Venezuela le prestó a Argentina el dinero suficiente para saldar sus deudas con el Fondo Monetario Internacional (FMI), que hasta entonces había sido un instrumento para imponer la ideología del libre mercado y los beneficios empresariales. Otros varios países hicieron lo mismo, y el continente en gran medida se liberó a sí mismo de la imposición de políticas neoliberales que principalmente beneficiaron a Washington y las corporaciones empresariales internacionales. El FMI quedó tan empobrecido por el despojo de América Latina –que pasó de recibir el 80% de sus préstamos al 1%- que se ha visto forzado a vender sus reservas de oro. El Banco Mundial lo está haciendo bien sólo comparativamente. En 2005, la corriente claramente se revirtió, y disminuyó el poder de esas instituciones y del llamado Consenso de Washington que venía con ellas.

Esa corriente había comenzado a cambiar diez años atrás, cuando el columnista del New York Times, Thomas Friedman, se refirió a la gente en las calles de Seattle como "un arca de Noé de partidarios de que la tierra es plana, sindicatos proteccionistas y yuppies buscando su dosis sesentista". Y resaltó, "lo que es loco, es que los manifestantes querían que la OMC se convirtiera precisamente en lo que ellos acusaban de ser –un gobierno mundial-. Ellos querían establecer más reglas –sus reglas, para imponer nuestros estándares laborales y medioambientales sobre los demás"-.

_Información proporcionada_:
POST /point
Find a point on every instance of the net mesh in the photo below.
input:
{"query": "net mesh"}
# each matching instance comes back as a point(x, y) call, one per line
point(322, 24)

_Instrucción 1_: Actualiza, por favor, el texto sobre el FMI y América Latina: reescribe el tramo entre "Venezuela le prestó" y "venía con ellas.", ambos incluidos, cambiando "continente" por "hemisferio".
_Instrucción 2_:
Responde brevemente según el texto sobre el FMI y América Latina:
(a) ¿Qué país le prestó a Argentina dinero para saldar sus deudas con el FMI?
(b) ¿Qué se ha visto forzado a vender el FMI?
(c) ¿Qué columnista del New York Times se refirió a la gente en las calles de Seattle?
_Instrucción 3_: Retoma el texto sobre el FMI y América Latina y continúalo a partir de su última oración.

_Resultado final 1_:
Venezuela le prestó a Argentina el dinero suficiente para saldar sus deudas con el Fondo Monetario Internacional (FMI), que hasta entonces había sido un instrumento para imponer la ideología del libre mercado y los beneficios empresariales. Otros varios países hicieron lo mismo, y el hemisferio en gran medida se liberó a sí mismo de la imposición de políticas neoliberales que principalmente beneficiaron a Washington y las corporaciones empresariales internacionales. El FMI quedó tan empobrecido por el despojo de América Latina –que pasó de recibir el 80% de sus préstamos al 1%- que se ha visto forzado a vender sus reservas de oro. El Banco Mundial lo está haciendo bien sólo comparativamente. En 2005, la corriente claramente se revirtió, y disminuyó el poder de esas instituciones y del llamado Consenso de Washington que venía con ellas.

_Resultado final 2_:
(a) Venezuela.
(b) Sus reservas de oro.
(c) Thomas Friedman.

_Resultado final 3_:
Afirmación errónea, porque los estándares laborales y medioambientales que pretendíamos podrían haber sido requeridos por cualquier otra organización Muchos de nosotros no queríamos que la OMC hiciera nada o tuviera ningún poder. Como el panfleto de la Red de Acción Directa señalaba en agosto de 1999, "el principal objetivo de la OMC es eliminar las 'barreras comerciales', que frecuentemente incluyen leyes laborales, regulaciones de salud pública y medidas de protección medioambiental".

Ese día en Seattle una grúa colgaba un par de gigantescas pancartas en forma de flecha: la primera, decía "Democracia", señalando hacia un lado; la segunda, con la inscripción "OMC", señalaba hacia el lado opuesto. El folleto y las pancartas eran piezas de una resistencia cuidadosamente organizada, y es importante recordar que los eventos como la Revolución de los Tulipanes de Checoslovaquia 20 años atrás o el cierre de la OMC no fueron levantamientos espontáneos; fueron el fruto de un arduo trabajo. Mientras la derecha y demasiados medios de comunicación quieren recordar un Seattle ficticio que no fue sino una caldera de violencia activista (mientras se ignora la seria violencia policial), demasiados en la izquierda querían pensar en él como una convergencia milagrosa más que en el resultado de un trabajo de construcción de coaliciones, diseño de estrategias, comunicación y todas las tareas usuales.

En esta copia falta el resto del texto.